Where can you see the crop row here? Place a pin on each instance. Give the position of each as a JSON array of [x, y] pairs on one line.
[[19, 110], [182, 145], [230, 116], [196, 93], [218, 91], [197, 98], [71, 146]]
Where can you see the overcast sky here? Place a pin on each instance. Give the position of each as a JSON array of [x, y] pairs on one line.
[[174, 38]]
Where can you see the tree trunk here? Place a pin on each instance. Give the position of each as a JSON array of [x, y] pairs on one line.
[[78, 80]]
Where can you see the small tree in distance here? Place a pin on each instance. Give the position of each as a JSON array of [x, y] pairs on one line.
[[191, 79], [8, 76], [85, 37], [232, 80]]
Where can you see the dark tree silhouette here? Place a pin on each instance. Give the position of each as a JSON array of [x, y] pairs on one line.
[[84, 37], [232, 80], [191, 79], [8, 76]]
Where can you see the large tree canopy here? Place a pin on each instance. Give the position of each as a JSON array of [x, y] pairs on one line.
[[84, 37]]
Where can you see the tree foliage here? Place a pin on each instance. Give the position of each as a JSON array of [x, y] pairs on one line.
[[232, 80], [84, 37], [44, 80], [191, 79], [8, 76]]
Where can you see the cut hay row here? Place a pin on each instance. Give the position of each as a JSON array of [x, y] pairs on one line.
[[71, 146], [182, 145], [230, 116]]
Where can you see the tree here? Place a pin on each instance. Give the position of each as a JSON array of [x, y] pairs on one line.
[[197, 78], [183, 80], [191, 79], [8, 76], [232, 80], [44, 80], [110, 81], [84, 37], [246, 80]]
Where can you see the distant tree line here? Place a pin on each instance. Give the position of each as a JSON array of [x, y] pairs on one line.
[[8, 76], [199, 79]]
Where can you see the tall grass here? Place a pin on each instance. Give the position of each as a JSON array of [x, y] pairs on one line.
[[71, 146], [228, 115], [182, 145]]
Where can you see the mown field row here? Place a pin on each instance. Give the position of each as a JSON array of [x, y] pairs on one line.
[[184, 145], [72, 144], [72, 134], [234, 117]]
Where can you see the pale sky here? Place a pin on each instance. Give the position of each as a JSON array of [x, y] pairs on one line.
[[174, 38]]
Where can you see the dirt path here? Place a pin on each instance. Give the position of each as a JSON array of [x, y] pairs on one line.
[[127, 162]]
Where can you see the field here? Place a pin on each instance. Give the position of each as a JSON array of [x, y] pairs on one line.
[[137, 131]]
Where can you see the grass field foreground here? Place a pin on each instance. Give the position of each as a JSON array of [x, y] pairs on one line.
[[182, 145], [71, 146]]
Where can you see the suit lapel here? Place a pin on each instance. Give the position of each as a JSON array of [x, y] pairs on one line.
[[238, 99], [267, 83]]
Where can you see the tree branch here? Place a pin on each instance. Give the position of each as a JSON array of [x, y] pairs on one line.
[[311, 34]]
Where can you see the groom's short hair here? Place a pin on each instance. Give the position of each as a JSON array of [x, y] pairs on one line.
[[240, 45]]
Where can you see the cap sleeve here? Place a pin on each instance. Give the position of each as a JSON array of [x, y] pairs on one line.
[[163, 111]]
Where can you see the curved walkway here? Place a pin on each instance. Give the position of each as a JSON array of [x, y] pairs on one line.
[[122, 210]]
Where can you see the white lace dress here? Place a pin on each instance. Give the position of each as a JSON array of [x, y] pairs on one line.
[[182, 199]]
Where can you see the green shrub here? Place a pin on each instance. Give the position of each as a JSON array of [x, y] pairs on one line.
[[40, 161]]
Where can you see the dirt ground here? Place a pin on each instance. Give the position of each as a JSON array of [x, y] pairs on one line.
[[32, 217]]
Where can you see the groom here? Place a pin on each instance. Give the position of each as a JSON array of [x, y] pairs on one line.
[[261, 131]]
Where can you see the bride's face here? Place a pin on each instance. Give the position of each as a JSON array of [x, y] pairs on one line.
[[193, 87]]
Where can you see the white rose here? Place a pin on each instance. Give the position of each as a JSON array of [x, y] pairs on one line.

= = = = = = =

#### Task statement
Copy out everything in the listing above from the line containing "Where can you see the white lace" down to the line containing "[[182, 199]]", including both of those lines, with no changes.

#### Result
Where can you see the white lace dress here? Place a pin on each instance. Give the position of each as a JSON array of [x, y] pairs on one line.
[[182, 199]]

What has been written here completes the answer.